Exercise brief =>
Throughout the material below, how many lines include the string "suit"? Reply with only the number.

╭─ Extracted records

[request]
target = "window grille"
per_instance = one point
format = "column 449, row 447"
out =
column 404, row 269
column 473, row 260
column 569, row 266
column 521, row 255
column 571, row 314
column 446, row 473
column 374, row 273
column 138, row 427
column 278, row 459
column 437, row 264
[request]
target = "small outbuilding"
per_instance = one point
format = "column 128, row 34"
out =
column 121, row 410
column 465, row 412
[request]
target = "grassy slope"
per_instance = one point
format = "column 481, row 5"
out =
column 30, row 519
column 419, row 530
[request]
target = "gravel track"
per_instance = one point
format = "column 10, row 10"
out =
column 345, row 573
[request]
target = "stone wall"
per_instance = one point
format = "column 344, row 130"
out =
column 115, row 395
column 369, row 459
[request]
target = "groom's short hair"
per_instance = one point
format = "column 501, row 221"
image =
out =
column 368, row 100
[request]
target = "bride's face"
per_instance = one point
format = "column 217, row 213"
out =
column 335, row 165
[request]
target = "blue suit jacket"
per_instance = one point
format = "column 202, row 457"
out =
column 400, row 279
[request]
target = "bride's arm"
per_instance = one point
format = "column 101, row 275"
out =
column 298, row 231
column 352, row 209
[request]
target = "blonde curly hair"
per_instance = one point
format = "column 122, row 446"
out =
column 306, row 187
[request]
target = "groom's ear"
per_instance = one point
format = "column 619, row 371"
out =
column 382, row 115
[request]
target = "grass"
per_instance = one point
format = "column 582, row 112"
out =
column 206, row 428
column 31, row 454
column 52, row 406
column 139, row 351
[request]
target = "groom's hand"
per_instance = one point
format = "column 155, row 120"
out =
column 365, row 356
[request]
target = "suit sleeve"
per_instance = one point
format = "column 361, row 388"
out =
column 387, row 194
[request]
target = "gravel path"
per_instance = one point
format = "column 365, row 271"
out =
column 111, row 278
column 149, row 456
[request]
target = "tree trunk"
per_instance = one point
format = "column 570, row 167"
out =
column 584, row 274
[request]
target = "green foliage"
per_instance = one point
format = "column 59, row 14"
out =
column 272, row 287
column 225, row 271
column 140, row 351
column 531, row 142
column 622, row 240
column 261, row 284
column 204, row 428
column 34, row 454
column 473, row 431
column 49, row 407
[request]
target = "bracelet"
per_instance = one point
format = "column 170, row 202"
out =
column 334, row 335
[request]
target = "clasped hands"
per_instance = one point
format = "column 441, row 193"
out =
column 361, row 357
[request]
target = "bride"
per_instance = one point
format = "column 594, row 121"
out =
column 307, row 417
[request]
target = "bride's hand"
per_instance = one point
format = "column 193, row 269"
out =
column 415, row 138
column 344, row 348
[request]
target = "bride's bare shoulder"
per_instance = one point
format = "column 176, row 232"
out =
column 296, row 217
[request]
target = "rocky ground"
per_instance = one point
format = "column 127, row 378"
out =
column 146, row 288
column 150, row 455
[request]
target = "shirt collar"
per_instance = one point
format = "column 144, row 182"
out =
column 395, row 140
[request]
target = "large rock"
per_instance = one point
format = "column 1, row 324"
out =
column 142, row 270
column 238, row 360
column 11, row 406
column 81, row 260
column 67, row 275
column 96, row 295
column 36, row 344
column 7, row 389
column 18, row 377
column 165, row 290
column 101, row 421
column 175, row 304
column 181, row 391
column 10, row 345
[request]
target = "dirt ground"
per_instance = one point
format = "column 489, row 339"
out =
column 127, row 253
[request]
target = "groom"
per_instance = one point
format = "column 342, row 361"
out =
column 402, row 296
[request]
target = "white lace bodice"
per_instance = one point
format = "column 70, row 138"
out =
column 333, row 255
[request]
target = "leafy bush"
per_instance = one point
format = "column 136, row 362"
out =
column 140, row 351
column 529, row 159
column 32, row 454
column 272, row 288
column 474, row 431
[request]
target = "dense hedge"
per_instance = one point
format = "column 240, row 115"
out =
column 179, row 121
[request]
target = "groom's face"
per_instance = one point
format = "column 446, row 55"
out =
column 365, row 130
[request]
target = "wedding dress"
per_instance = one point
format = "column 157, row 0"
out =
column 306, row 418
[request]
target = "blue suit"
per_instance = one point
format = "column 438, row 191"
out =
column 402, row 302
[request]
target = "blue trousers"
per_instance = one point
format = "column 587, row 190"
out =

╰─

Reply to the task =>
3